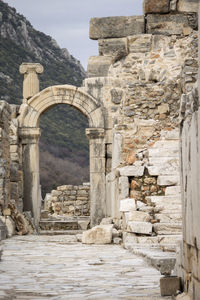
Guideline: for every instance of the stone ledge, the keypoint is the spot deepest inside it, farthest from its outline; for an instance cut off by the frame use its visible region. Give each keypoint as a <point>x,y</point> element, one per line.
<point>116,27</point>
<point>156,6</point>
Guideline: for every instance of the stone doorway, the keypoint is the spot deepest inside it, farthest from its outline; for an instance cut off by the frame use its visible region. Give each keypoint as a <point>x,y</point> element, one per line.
<point>29,117</point>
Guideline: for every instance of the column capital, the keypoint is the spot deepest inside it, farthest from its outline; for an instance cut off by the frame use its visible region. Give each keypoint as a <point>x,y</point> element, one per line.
<point>95,133</point>
<point>29,135</point>
<point>31,67</point>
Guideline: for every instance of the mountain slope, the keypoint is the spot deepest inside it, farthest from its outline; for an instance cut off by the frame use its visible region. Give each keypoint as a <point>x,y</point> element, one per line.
<point>20,42</point>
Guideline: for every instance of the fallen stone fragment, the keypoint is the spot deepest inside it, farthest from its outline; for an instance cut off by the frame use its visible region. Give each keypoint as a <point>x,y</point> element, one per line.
<point>100,234</point>
<point>140,227</point>
<point>169,285</point>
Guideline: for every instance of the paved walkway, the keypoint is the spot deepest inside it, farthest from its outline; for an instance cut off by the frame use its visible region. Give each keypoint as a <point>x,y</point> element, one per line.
<point>57,267</point>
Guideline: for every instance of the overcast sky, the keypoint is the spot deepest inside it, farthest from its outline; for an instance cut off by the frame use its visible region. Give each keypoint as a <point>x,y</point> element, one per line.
<point>67,21</point>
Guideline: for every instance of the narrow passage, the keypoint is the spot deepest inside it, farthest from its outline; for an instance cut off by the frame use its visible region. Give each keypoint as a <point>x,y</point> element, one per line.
<point>57,267</point>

--------------------------------

» WHAT IS BEING ASKED
Copy out the rows starting at the line that contains "Guideline: for every instance of the column" and ending at the line that contains "<point>31,67</point>". Shift every coordinate in the answers by adding 53 to each x and y value.

» RESPONSE TO THE TASK
Guideline: for every instance of the column capital, the keypoint is the spot deepest inside it, farthest from its outline; for an instance cut off by the frame use its visible region. Give each keypoint as a <point>x,y</point> element, one per line.
<point>148,186</point>
<point>82,188</point>
<point>84,120</point>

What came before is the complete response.